### [Your objective]
Copy the material starting at the line containing "of the entrance" and ending at the end of the material, replacing "entrance arch" with "archway" and keeping everything else the same. Leave out the pictures.
━━ Entries supplied ━━
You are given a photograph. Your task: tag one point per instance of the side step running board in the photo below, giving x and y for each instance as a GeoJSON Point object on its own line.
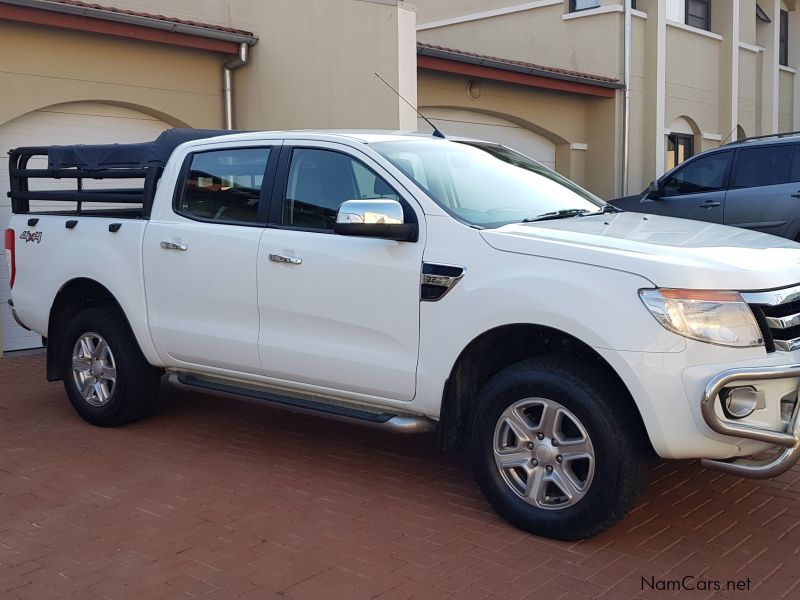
{"type": "Point", "coordinates": [382, 420]}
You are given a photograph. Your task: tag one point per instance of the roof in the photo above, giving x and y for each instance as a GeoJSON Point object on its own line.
{"type": "Point", "coordinates": [517, 66]}
{"type": "Point", "coordinates": [122, 11]}
{"type": "Point", "coordinates": [157, 152]}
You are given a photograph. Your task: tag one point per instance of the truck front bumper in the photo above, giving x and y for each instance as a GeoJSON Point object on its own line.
{"type": "Point", "coordinates": [786, 442]}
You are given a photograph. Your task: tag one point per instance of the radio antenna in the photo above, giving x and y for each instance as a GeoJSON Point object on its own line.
{"type": "Point", "coordinates": [436, 132]}
{"type": "Point", "coordinates": [728, 136]}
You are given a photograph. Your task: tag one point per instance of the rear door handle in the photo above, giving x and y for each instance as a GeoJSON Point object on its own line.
{"type": "Point", "coordinates": [289, 260]}
{"type": "Point", "coordinates": [174, 246]}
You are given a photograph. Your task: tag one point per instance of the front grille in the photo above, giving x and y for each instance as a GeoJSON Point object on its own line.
{"type": "Point", "coordinates": [777, 313]}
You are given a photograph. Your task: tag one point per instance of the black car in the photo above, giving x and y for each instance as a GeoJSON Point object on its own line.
{"type": "Point", "coordinates": [752, 183]}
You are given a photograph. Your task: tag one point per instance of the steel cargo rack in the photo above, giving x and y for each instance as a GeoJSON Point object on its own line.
{"type": "Point", "coordinates": [143, 161]}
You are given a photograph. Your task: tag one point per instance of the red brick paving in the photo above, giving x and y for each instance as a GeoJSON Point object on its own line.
{"type": "Point", "coordinates": [226, 499]}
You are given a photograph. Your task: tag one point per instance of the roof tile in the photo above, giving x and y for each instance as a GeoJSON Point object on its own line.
{"type": "Point", "coordinates": [512, 65]}
{"type": "Point", "coordinates": [123, 11]}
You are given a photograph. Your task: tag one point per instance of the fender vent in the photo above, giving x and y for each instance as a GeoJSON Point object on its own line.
{"type": "Point", "coordinates": [438, 279]}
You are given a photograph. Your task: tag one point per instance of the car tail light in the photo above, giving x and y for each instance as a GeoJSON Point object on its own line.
{"type": "Point", "coordinates": [11, 259]}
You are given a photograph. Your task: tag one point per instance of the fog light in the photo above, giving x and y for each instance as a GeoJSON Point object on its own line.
{"type": "Point", "coordinates": [738, 403]}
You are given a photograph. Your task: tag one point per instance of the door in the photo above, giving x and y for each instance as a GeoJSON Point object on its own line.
{"type": "Point", "coordinates": [764, 192]}
{"type": "Point", "coordinates": [200, 254]}
{"type": "Point", "coordinates": [338, 312]}
{"type": "Point", "coordinates": [695, 190]}
{"type": "Point", "coordinates": [72, 123]}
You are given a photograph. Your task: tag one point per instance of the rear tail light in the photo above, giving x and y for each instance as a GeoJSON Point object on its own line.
{"type": "Point", "coordinates": [11, 258]}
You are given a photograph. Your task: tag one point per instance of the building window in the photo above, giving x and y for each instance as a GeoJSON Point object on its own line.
{"type": "Point", "coordinates": [576, 5]}
{"type": "Point", "coordinates": [680, 146]}
{"type": "Point", "coordinates": [783, 48]}
{"type": "Point", "coordinates": [698, 14]}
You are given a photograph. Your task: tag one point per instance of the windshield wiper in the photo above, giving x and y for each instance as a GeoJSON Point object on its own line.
{"type": "Point", "coordinates": [571, 212]}
{"type": "Point", "coordinates": [558, 214]}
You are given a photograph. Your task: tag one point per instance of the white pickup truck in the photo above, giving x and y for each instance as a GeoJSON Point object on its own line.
{"type": "Point", "coordinates": [409, 282]}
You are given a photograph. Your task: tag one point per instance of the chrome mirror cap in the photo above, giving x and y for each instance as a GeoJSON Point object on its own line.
{"type": "Point", "coordinates": [367, 212]}
{"type": "Point", "coordinates": [376, 218]}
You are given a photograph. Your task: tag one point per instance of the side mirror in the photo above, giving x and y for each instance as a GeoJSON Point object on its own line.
{"type": "Point", "coordinates": [653, 192]}
{"type": "Point", "coordinates": [379, 218]}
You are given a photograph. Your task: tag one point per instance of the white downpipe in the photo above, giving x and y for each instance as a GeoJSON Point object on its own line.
{"type": "Point", "coordinates": [227, 83]}
{"type": "Point", "coordinates": [626, 106]}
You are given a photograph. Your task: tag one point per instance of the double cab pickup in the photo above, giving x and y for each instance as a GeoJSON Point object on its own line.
{"type": "Point", "coordinates": [408, 283]}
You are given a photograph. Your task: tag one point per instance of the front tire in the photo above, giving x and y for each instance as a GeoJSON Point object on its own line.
{"type": "Point", "coordinates": [555, 449]}
{"type": "Point", "coordinates": [107, 378]}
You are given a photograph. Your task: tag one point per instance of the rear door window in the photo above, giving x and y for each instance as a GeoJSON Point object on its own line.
{"type": "Point", "coordinates": [704, 174]}
{"type": "Point", "coordinates": [762, 166]}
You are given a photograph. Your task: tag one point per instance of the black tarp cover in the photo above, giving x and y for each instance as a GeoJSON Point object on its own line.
{"type": "Point", "coordinates": [132, 156]}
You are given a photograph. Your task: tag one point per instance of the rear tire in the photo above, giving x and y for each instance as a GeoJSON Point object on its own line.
{"type": "Point", "coordinates": [555, 450]}
{"type": "Point", "coordinates": [107, 378]}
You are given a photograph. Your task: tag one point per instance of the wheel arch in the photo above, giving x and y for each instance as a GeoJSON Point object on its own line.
{"type": "Point", "coordinates": [74, 296]}
{"type": "Point", "coordinates": [500, 347]}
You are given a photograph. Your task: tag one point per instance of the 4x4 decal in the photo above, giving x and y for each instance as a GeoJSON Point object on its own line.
{"type": "Point", "coordinates": [30, 236]}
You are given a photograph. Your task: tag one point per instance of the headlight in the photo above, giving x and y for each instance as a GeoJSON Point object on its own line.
{"type": "Point", "coordinates": [717, 317]}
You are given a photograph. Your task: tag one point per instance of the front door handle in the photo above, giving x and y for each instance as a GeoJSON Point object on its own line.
{"type": "Point", "coordinates": [174, 246]}
{"type": "Point", "coordinates": [289, 260]}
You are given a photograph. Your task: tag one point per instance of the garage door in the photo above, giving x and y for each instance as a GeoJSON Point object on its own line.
{"type": "Point", "coordinates": [74, 123]}
{"type": "Point", "coordinates": [467, 123]}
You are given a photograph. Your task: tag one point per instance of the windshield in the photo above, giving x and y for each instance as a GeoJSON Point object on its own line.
{"type": "Point", "coordinates": [485, 184]}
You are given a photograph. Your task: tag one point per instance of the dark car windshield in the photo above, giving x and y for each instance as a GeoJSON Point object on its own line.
{"type": "Point", "coordinates": [486, 184]}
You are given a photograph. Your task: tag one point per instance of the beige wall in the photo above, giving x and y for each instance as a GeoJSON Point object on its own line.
{"type": "Point", "coordinates": [314, 63]}
{"type": "Point", "coordinates": [716, 84]}
{"type": "Point", "coordinates": [539, 36]}
{"type": "Point", "coordinates": [41, 66]}
{"type": "Point", "coordinates": [563, 118]}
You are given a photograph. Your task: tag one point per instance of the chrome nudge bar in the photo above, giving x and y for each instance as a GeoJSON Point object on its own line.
{"type": "Point", "coordinates": [788, 441]}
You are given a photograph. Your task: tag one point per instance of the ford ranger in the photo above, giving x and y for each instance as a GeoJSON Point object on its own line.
{"type": "Point", "coordinates": [410, 282]}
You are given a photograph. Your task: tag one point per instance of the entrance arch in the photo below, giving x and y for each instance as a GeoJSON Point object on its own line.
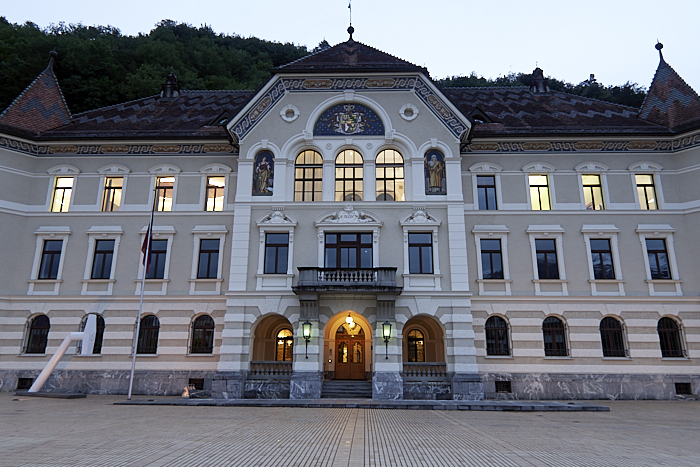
{"type": "Point", "coordinates": [348, 346]}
━━━
### [Task answer]
You are given a photograph. Your task: tag one point per instance of the archway in the photo below, giving x and y for each instance as a GeoJSON Point object on its own line.
{"type": "Point", "coordinates": [348, 346]}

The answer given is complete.